### EXERCISE
Can you copy the part of the divorce finances article that runs from "State law governs" down to "effectively is essential.", word for word?

Call or Chat 24/7

Serving clients across Minnesota
with 12 convenient office locations.

How Do I Protect Myself Financially In a Divorce?

a woman going over her finances

Divorce rearranges your life on every level, from where you live to how you pay your bills. Restructuring your finances can be one of the process’s most confusing and intimidating parts. The choices you make now will lay the foundation for your financial future.

For many divorcing couples, the stress of this process leads to friction and conflict. You might find your interests at odds with your future ex-spouse, scrambling to protect your finances in the divorce. 

However, you don’t have to stress. You can take steps to protect yourself financially in a divorce and ensure stability once your marriage ends. The dedicated Minneapolis divorce lawyers at Milavetz Injury Law, P.A., have prepared the following list of 10 things you can do to protect your financial interests.

1. Contact a Divorce Attorney

State law governs the division of assets in a divorce. Minnesota follows the rule of equitable distribution, meaning assets and debts are divided based on what’s fair and just for both parties. 

In court, “fair” and “equal” are not synonyms. The judge will consider the needs and resources of each party, including:

  • Age and health status
  • Occupation
  • Income level and sources
  • Future access to capital
  • Financial and non-financial marital contributions
  • Debts or money owed between spouses

The underlying laws are complex and highly detailed. Working with an experienced divorce lawyer who understands the whole picture and can help you present your case most effectively is essential. 

Milavetz Injury Law, P.A., has helped many Minnesota residents protect their assets in a divorce. Our skilled and experienced family law attorneys will work with you to understand your situation, needs, and resources. With that information, we’ll develop a plan for navigating the asset division process.

2. Contact a Realtor if You Own Your Home

Family homes are frequent battlegrounds in the asset distribution process. They’re often the most valuable shared asset a couple has, and moving is inconvenient for either party.

Records from a data source
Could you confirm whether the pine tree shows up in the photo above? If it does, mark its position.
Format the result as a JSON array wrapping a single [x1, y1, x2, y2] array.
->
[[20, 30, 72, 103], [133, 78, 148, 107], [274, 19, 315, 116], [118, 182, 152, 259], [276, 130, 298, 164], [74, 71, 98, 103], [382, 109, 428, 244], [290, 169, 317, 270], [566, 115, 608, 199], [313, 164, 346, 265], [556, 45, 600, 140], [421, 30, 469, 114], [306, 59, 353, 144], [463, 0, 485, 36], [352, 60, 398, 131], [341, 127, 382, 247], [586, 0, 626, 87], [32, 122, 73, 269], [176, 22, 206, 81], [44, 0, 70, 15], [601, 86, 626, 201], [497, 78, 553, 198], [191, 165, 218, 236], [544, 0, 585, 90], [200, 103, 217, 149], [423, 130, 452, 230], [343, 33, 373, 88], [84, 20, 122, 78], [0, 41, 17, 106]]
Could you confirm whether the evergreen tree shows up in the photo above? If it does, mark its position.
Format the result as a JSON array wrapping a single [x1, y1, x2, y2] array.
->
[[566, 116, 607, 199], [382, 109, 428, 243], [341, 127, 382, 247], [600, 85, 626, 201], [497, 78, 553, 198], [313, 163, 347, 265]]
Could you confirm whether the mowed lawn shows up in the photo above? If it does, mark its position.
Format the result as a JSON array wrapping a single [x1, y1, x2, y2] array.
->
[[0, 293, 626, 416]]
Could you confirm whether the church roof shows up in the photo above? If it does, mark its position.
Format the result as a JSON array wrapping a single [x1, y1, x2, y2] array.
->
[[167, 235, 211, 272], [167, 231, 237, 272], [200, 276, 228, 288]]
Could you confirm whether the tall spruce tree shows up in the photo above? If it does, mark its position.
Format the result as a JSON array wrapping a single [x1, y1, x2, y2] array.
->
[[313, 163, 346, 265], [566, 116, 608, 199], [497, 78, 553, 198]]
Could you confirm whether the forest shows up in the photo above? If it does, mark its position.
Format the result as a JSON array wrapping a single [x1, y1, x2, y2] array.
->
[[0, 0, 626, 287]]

### COMPLETED TASK
State law governs the division of assets in a divorce. Minnesota follows the rule of equitable distribution, meaning assets and debts are divided based on what’s fair and just for both parties. 

In court, “fair” and “equal” are not synonyms. The judge will consider the needs and resources of each party, including:

  • Age and health status
  • Occupation
  • Income level and sources
  • Future access to capital
  • Financial and non-financial marital contributions
  • Debts or money owed between spouses

The underlying laws are complex and highly detailed. Working with an experienced divorce lawyer who understands the whole picture and can help you present your case most effectively is essential.